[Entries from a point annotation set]
§
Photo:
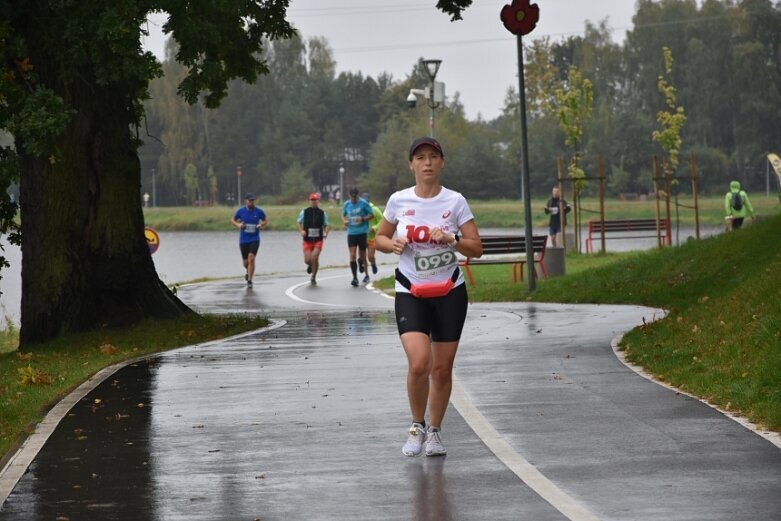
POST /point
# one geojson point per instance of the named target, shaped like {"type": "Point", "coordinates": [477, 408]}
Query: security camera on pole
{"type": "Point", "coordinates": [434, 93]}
§
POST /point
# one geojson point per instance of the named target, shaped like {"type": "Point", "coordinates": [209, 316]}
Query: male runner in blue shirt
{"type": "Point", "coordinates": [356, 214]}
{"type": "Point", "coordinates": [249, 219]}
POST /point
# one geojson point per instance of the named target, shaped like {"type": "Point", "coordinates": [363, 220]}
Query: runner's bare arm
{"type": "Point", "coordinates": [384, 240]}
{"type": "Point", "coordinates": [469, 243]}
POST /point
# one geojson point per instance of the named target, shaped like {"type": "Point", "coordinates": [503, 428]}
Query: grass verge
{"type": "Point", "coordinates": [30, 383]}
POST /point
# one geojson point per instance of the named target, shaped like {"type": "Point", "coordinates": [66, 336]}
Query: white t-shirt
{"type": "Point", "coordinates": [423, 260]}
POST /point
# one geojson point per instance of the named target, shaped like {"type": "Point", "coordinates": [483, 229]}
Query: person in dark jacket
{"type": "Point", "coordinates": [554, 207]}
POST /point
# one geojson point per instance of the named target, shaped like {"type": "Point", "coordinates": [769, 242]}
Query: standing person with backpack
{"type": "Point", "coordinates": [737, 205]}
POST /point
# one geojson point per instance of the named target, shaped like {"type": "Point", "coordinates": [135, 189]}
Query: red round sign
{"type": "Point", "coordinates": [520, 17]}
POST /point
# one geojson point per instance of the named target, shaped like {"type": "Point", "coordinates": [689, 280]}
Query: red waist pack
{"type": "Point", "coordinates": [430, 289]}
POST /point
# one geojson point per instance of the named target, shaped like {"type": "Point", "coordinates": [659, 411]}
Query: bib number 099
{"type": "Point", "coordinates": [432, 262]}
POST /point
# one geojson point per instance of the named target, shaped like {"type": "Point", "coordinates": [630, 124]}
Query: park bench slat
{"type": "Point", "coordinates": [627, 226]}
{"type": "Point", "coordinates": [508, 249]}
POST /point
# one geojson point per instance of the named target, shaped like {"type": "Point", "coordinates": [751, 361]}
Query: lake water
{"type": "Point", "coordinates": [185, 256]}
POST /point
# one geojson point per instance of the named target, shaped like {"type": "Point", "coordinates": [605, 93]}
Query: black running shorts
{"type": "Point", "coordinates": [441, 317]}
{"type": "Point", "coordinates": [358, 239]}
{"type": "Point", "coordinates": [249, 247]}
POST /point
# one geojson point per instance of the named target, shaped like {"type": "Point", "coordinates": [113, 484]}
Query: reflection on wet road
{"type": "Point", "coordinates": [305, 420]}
§
[Aim of the exercise] Copy out every line of the records above that contains the string "shirt". Treat uppercase and lowercase as different.

[Finished exercise]
Query: male runner in blue shirt
Query: white t-shirt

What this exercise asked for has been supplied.